#### [Exercise]
The lines from the top of the material through the line with "negative clicks: (114, 60) (125, 42)" are to be set down exactly. Leave the pictures out.
::::::
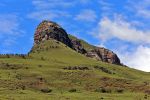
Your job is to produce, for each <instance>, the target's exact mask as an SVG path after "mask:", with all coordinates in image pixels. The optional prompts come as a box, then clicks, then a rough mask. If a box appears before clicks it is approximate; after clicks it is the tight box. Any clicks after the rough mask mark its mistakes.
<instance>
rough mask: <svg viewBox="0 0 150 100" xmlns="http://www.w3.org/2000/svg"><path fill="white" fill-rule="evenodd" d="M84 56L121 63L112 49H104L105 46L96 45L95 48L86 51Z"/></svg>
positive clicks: (120, 63)
mask: <svg viewBox="0 0 150 100" xmlns="http://www.w3.org/2000/svg"><path fill="white" fill-rule="evenodd" d="M86 56H87V57H91V58H95V59H97V60H101V61H103V62H108V63H111V64H117V65H121V63H120V59H119V58H118V56H117V55H116V54H115V53H113V52H112V51H110V50H108V49H105V48H101V47H96V48H95V49H93V50H91V51H89V52H87V53H86Z"/></svg>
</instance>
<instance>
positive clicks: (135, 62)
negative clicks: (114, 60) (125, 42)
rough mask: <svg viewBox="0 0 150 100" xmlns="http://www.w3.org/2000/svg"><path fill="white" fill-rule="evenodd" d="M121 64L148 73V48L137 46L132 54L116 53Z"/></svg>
mask: <svg viewBox="0 0 150 100" xmlns="http://www.w3.org/2000/svg"><path fill="white" fill-rule="evenodd" d="M118 56H119V57H120V59H121V60H122V62H123V63H124V64H126V65H128V66H130V67H132V68H135V69H139V70H143V71H146V72H150V64H149V62H150V48H149V47H145V46H142V45H141V46H138V47H137V49H136V50H135V51H134V52H127V51H126V52H124V53H118Z"/></svg>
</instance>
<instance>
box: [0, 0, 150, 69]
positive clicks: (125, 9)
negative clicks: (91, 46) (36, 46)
mask: <svg viewBox="0 0 150 100" xmlns="http://www.w3.org/2000/svg"><path fill="white" fill-rule="evenodd" d="M45 19H47V20H52V21H55V22H57V23H58V24H60V25H61V26H62V27H63V28H64V29H65V30H66V31H67V32H68V33H69V34H73V35H75V36H77V37H78V38H81V39H84V40H86V41H87V42H89V43H91V44H93V45H97V46H103V47H106V48H108V49H111V50H113V51H114V52H115V53H117V54H118V56H119V57H120V59H121V61H122V63H124V64H126V65H129V66H131V67H133V68H136V69H140V70H143V71H150V63H149V62H150V0H1V1H0V53H27V52H28V51H29V50H30V49H31V47H32V46H33V35H34V31H35V29H36V26H37V25H38V24H39V23H40V22H41V21H42V20H45Z"/></svg>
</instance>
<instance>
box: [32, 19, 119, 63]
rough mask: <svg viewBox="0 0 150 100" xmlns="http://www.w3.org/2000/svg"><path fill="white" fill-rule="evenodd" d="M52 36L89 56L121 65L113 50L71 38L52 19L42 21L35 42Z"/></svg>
mask: <svg viewBox="0 0 150 100" xmlns="http://www.w3.org/2000/svg"><path fill="white" fill-rule="evenodd" d="M51 38H52V39H55V40H57V41H60V42H62V43H64V44H65V45H67V46H68V47H70V48H72V49H73V50H75V51H77V52H78V53H81V54H83V55H85V56H87V57H90V58H94V59H97V60H100V61H103V62H108V63H112V64H117V65H121V63H120V59H119V58H118V56H117V55H116V54H115V53H113V52H112V51H110V50H108V49H105V48H101V47H96V46H92V45H90V44H88V43H86V42H85V41H84V42H83V40H80V39H77V38H76V37H74V38H70V37H69V36H68V34H67V32H66V31H65V30H64V29H63V28H62V27H61V26H59V25H58V24H56V23H54V22H52V21H43V22H41V23H40V24H39V26H38V27H37V29H36V31H35V35H34V44H35V45H38V44H40V43H41V42H42V41H45V40H49V39H51ZM87 48H88V49H87Z"/></svg>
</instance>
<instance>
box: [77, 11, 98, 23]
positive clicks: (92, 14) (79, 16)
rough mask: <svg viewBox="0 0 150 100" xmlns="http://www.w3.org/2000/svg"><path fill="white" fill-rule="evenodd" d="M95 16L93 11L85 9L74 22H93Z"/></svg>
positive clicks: (81, 11) (94, 20)
mask: <svg viewBox="0 0 150 100" xmlns="http://www.w3.org/2000/svg"><path fill="white" fill-rule="evenodd" d="M96 18H97V16H96V13H95V11H93V10H91V9H85V10H83V11H81V12H80V13H79V14H78V15H77V16H76V17H75V20H79V21H86V22H94V21H95V20H96Z"/></svg>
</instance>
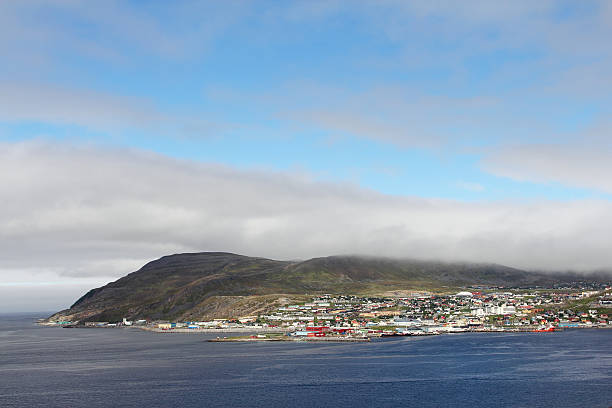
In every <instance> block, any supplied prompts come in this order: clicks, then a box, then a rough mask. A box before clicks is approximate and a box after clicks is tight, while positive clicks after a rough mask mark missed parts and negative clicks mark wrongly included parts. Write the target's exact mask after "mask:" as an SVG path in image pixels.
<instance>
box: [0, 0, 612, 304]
mask: <svg viewBox="0 0 612 408" xmlns="http://www.w3.org/2000/svg"><path fill="white" fill-rule="evenodd" d="M610 38H612V2H609V1H606V0H601V1H598V0H589V1H579V2H578V1H563V0H559V1H548V0H540V1H537V2H533V1H521V0H518V1H516V0H515V1H496V2H492V1H488V0H466V1H461V2H457V1H444V0H438V1H433V0H432V1H409V0H378V1H373V0H372V1H370V0H352V1H348V0H346V1H340V0H326V1H318V0H308V1H231V0H226V1H220V2H212V1H210V2H205V1H176V2H166V1H150V2H139V1H112V0H111V1H104V2H87V1H80V0H51V1H42V0H40V1H39V0H31V1H27V2H24V1H2V2H0V312H2V311H7V312H12V311H34V310H36V311H38V310H49V311H54V310H57V309H61V308H65V307H67V306H69V305H70V304H72V303H73V302H74V301H75V300H76V299H77V298H78V297H80V295H82V294H83V293H84V292H85V291H86V290H88V289H90V288H93V287H98V286H101V285H104V284H105V283H107V282H109V281H112V280H115V279H117V278H119V277H121V276H123V275H125V274H127V273H129V272H131V271H134V270H136V269H138V268H139V267H140V266H142V265H143V264H144V263H146V262H147V261H149V260H152V259H156V258H159V257H161V256H163V255H167V254H172V253H180V252H199V251H227V252H234V253H240V254H245V255H252V256H263V257H270V258H274V259H306V258H310V257H315V256H327V255H337V254H364V255H379V256H390V257H402V258H419V259H439V260H444V261H466V262H494V263H500V264H504V265H508V266H513V267H517V268H524V269H528V270H544V271H555V270H575V271H584V272H589V271H594V270H599V271H601V270H612V251H610V243H611V241H610V231H612V177H611V175H612V116H611V113H612V112H611V109H612V103H611V102H612V75H611V74H610V73H611V72H612V48H611V47H610V46H609V39H610Z"/></svg>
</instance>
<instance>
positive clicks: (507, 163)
mask: <svg viewBox="0 0 612 408" xmlns="http://www.w3.org/2000/svg"><path fill="white" fill-rule="evenodd" d="M482 165H483V167H484V169H485V170H486V171H489V172H491V173H493V174H495V175H498V176H502V177H508V178H511V179H514V180H519V181H531V182H540V183H553V182H556V183H560V184H563V185H566V186H572V187H581V188H587V189H592V190H597V191H602V192H605V193H608V194H610V193H612V179H611V178H610V175H611V174H612V149H610V148H609V147H608V146H607V144H603V145H599V146H597V147H595V146H592V145H588V144H587V145H571V144H569V145H521V146H510V147H503V148H500V149H497V150H494V151H492V152H490V153H489V154H488V155H486V156H485V158H484V160H483V163H482Z"/></svg>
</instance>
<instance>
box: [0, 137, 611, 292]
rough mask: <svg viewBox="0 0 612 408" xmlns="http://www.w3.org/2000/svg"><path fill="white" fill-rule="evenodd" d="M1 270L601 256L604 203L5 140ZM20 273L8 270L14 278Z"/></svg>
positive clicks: (552, 258) (557, 264) (567, 266)
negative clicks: (346, 176)
mask: <svg viewBox="0 0 612 408" xmlns="http://www.w3.org/2000/svg"><path fill="white" fill-rule="evenodd" d="M0 210H1V212H0V224H1V225H2V226H3V227H2V229H0V247H1V248H2V249H3V255H2V257H1V259H0V269H2V270H5V271H7V272H6V273H8V274H9V275H10V276H6V274H5V275H4V276H3V279H5V280H10V281H15V279H13V275H14V271H16V270H23V271H24V272H23V273H25V274H31V273H32V272H28V270H31V269H32V268H38V269H39V270H46V271H51V272H53V273H55V274H57V275H58V276H64V277H92V276H107V277H115V276H120V275H122V274H124V273H127V272H129V271H130V270H131V269H134V268H135V267H136V266H137V265H139V264H141V263H144V262H145V261H146V260H148V259H152V258H156V257H158V256H161V255H165V254H168V253H174V252H182V251H205V250H220V251H233V252H239V253H245V254H250V255H259V256H267V257H273V258H280V259H294V258H307V257H312V256H322V255H331V254H341V253H362V254H372V255H388V256H403V257H427V258H440V259H448V260H452V259H460V260H471V261H486V262H500V263H504V264H509V265H513V266H518V267H525V268H562V269H566V268H581V269H589V268H600V267H609V266H611V265H612V254H611V253H610V251H609V250H608V248H607V246H606V245H604V243H605V242H607V237H608V231H609V230H610V228H612V216H611V215H610V214H612V211H611V210H612V203H610V202H607V201H570V202H553V201H542V202H530V203H462V202H455V201H444V200H428V199H425V198H417V197H397V196H388V195H382V194H379V193H376V192H373V191H370V190H364V189H360V188H357V187H355V186H351V185H346V184H333V183H320V182H316V181H312V180H308V179H305V178H304V177H303V176H293V175H290V174H289V175H287V174H278V173H268V172H256V171H255V172H254V171H250V172H246V171H238V170H234V169H231V168H227V167H223V166H218V165H214V164H197V163H192V162H185V161H178V160H173V159H170V158H167V157H164V156H159V155H153V154H148V153H143V152H136V151H128V150H105V149H100V148H93V147H78V146H68V145H52V144H47V143H36V142H29V143H15V144H3V145H1V148H0ZM17 280H19V279H17Z"/></svg>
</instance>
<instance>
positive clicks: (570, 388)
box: [0, 314, 612, 408]
mask: <svg viewBox="0 0 612 408" xmlns="http://www.w3.org/2000/svg"><path fill="white" fill-rule="evenodd" d="M39 317H44V315H41V314H20V315H0V406H1V407H5V408H6V407H47V408H51V407H62V408H65V407H87V408H94V407H147V408H150V407H353V408H355V407H356V408H359V407H469V408H479V407H581V408H584V407H611V406H612V330H609V329H570V330H565V331H563V332H559V333H462V334H448V335H441V336H428V337H398V338H387V339H380V340H376V341H372V342H371V343H346V344H345V343H296V342H286V343H285V342H281V343H262V342H260V343H212V342H206V340H207V339H208V338H211V337H216V336H214V335H205V334H167V333H163V334H162V333H151V332H145V331H141V330H138V329H133V328H132V329H129V328H114V329H96V328H91V329H64V328H58V327H40V326H36V325H35V320H36V319H37V318H39Z"/></svg>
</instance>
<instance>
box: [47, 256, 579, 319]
mask: <svg viewBox="0 0 612 408" xmlns="http://www.w3.org/2000/svg"><path fill="white" fill-rule="evenodd" d="M569 278H570V277H569V276H566V277H565V278H564V279H569ZM559 279H561V278H559V277H552V276H551V275H545V274H541V273H533V272H526V271H523V270H519V269H514V268H509V267H505V266H500V265H493V264H467V263H441V262H424V261H414V260H394V259H383V258H372V257H358V256H333V257H326V258H314V259H310V260H307V261H303V262H287V261H275V260H271V259H265V258H255V257H247V256H242V255H236V254H230V253H222V252H202V253H187V254H177V255H169V256H164V257H162V258H160V259H157V260H155V261H152V262H149V263H147V264H146V265H145V266H143V267H142V268H141V269H139V270H138V271H136V272H133V273H130V274H129V275H127V276H125V277H123V278H121V279H119V280H117V281H115V282H111V283H109V284H107V285H106V286H103V287H101V288H97V289H92V290H90V291H89V292H87V293H86V294H85V295H84V296H83V297H81V298H80V299H79V300H77V301H76V302H75V303H74V304H73V305H72V306H71V307H70V308H69V309H66V310H63V311H61V312H58V313H56V314H55V315H53V316H51V317H50V318H49V320H50V321H56V320H73V321H74V320H80V321H117V320H121V319H122V318H123V317H127V318H129V319H136V318H149V319H176V320H201V319H209V318H217V317H231V316H234V317H235V316H243V315H249V314H254V313H258V312H262V311H266V310H269V309H273V308H276V307H278V306H279V305H281V304H284V303H288V302H293V301H296V300H300V299H303V298H304V296H305V295H312V294H317V293H350V294H374V293H384V292H387V291H390V290H410V289H429V290H444V289H445V288H446V290H451V288H457V287H461V286H466V285H493V286H511V287H516V286H532V285H550V284H552V283H554V282H556V281H558V280H559Z"/></svg>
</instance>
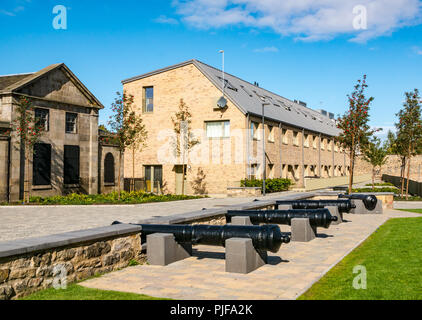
::::::
#### [Answer to this exercise]
Your job is to produce, for each <instance>, the target's exact mask as an SVG path after "mask:", with all coordinates in image pixels. The optional prompts come as a box, then clicks, then a rough mask. If a box appears before clicks it is approximate; after clicks it is the tight box. Any clicks after the rough mask mark its mistakes.
<instance>
rough mask: <svg viewBox="0 0 150 100" xmlns="http://www.w3.org/2000/svg"><path fill="white" fill-rule="evenodd" d="M84 56L121 63L112 49H104L105 46L96 45L95 48L86 51Z"/></svg>
positive clicks: (120, 63)
mask: <svg viewBox="0 0 150 100" xmlns="http://www.w3.org/2000/svg"><path fill="white" fill-rule="evenodd" d="M86 56H87V57H91V58H95V59H97V60H101V61H103V62H108V63H111V64H117V65H121V63H120V59H119V58H118V56H117V55H116V54H115V53H113V52H112V51H110V50H108V49H105V48H101V47H96V48H95V49H93V50H91V51H89V52H87V53H86Z"/></svg>
</instance>
<instance>
positive clicks: (135, 62)
negative clicks: (114, 60) (125, 42)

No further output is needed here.